EXERCISE A >>
Filter the records below down to the lines that contain the string "truck", and copy each of those lines.

EXCERPT TO READ >>
- - - - -
# Cutting 3/4 birch plywood 60 or 80 tooth blade



## herrwood (Mar 23, 2014)

Would a 60 tooth blade give a decent cut in 3/4 birch plywood.
I have a 60 tooth on hand but do not do a lot of plywood cutting so trying to decide if I should buy a 80 tooth for this project or just use the 60. Going to build a bedroom night stand .


----------



## Sawdustguy (Dec 30, 2008)

I use a 7 1/2" 60 tooth in my circ saw and it does fine. In a 10" 80 tooth might be better.


----------



## kkalin78 (Dec 20, 2012)

I have freud 60 thin kerf. It produces really smooth an clean cut in my opinion. No chipping at all. I even cut my fingers by plywood edge a few times. Just make sure that the blade is clean if you don't want burning marks


----------



## johnnie52 (Feb 16, 2009)

I've always gotten the best results using a blade specific to plywood regardless of whether I'm using the table saw or a hand held circular saw.:yes: I think its got about 100 very small teeth.


----------



## epicfail48 (Mar 27, 2014)

Ive used a craftsman 60t on my poorly-adjusted mid 80's (i think) table saw to cut 1/2 inch birch ply with minimal tearout. The best tool for the job is the one you have on hand


----------



## durdyolman (Mar 22, 2013)

I use 60 for all my crosscuts and for plywood. If you want a nice sharp edge with no tear out, set your blade about 1/8" (+/-) above the table, score the plywood, raise your blade about 1/4" above the ply and cut again. No tear out and no splinters. (Most times)


----------



## cabinetman (Jul 5, 2007)

I use a 60T for all plywood, and run with the blade high.








 







.


----------



## herrwood (Mar 23, 2014)

Thanks I will go with the 60 tooth I have on hand, blade up, face up.
I will be using a frame on the edge anyhow so could always cover any damage if necessary. Its been a long time since I have done any woodwork used to glue up boards but sold off a lot of equipment over the years so plywood is the way to go on this project with tools I have on hand.


----------



## knotscott (Nov 8, 2007)

It really depends on the individual blade.....they're not all created equal. If all else is equal, the 80T should leave a cleaner cut....the downside of more teeth is more resistance and more tendency to burn, which isn't usually an issue in 3/4" ply. If you're comparing the correct 60T blade from Infinity, Forrest, Freud, or CMT to a $20 special or construction blade, the better 60T should handily to a better job.


----------



## maple man (Dec 21, 2012)

I use a 140 tooth blade in my 7 1/4" circular saw and it makes very nice cuts


----------



## kkalin78 (Dec 20, 2012)

Forgot to add to my previous answer - having ZCI is must thing for cutting plywood especially with veneer layers.


----------
- - - - -
[Extracted data entries]
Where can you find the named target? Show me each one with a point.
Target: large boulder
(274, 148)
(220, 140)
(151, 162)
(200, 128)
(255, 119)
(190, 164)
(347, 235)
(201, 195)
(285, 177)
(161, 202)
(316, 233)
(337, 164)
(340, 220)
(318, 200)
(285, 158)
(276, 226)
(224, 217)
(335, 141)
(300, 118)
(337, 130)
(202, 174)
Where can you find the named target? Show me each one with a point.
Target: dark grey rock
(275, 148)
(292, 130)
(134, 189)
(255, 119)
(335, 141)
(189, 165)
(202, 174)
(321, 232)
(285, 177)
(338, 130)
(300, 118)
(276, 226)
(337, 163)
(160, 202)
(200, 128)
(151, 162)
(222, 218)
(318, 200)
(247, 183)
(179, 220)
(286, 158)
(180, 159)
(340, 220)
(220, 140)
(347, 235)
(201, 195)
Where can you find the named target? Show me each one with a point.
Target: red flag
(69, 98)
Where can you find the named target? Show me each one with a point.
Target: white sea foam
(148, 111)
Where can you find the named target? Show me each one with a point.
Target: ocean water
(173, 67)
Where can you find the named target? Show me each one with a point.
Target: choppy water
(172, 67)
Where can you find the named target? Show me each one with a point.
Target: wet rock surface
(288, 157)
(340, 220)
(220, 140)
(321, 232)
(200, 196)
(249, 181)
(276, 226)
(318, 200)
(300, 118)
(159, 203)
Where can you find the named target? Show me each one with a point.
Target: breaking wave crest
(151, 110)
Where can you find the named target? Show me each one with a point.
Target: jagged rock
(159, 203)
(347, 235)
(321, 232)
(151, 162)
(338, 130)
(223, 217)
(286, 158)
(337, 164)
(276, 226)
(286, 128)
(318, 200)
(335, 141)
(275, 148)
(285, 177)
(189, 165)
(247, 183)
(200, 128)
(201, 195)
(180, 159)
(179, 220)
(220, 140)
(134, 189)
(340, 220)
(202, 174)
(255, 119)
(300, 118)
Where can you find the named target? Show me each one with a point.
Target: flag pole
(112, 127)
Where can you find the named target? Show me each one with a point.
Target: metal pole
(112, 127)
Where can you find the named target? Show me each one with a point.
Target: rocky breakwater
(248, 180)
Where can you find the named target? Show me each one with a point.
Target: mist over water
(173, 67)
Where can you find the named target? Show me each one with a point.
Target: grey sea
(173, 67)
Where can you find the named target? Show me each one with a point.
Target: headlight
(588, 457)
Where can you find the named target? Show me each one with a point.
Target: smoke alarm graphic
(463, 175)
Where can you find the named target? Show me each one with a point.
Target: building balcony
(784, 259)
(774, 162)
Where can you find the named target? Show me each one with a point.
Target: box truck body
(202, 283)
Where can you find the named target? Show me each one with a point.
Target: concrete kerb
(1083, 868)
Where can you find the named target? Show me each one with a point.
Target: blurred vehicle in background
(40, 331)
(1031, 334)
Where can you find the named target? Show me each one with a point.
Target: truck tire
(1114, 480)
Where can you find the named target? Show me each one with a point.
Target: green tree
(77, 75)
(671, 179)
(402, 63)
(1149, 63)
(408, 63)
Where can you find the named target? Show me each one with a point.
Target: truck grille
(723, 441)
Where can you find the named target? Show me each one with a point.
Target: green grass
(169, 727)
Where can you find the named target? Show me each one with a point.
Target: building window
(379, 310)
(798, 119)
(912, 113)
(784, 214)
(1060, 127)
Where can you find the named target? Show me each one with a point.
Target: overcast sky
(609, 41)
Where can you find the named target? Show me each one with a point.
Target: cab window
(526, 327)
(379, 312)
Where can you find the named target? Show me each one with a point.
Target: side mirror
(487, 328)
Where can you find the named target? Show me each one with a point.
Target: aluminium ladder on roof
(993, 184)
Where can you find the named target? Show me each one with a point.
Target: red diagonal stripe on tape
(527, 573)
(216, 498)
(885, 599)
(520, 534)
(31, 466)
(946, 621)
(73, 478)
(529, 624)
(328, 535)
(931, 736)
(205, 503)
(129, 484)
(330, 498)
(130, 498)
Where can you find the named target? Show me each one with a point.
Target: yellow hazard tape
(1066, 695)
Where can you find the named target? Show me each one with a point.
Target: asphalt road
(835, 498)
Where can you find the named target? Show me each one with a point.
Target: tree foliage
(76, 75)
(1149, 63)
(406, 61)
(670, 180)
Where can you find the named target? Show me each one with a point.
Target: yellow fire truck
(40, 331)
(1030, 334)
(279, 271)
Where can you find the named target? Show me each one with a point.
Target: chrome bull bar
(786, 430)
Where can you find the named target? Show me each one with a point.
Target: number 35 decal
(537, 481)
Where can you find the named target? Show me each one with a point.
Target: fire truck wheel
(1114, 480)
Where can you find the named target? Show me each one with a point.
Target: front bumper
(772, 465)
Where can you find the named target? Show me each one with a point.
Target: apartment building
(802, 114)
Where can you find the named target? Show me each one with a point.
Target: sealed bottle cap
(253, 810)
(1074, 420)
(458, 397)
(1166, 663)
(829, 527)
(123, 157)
- - - - -
EXERCISE B >>
Retype the part of the plywood blade thread above that opens with the words containing "I have a 60" and closes with "(Dec 30, 2008)".

EXERCISE ANSWER A >>
Target: box truck body
Target: truck tire
Target: truck grille
Target: yellow fire truck
Target: fire truck wheel

EXERCISE ANSWER B >>
I have a 60 tooth on hand but do not do a lot of plywood cutting so trying to decide if I should buy a 80 tooth for this project or just use the 60. Going to build a bedroom night stand .


----------



## Sawdustguy (Dec 30, 2008)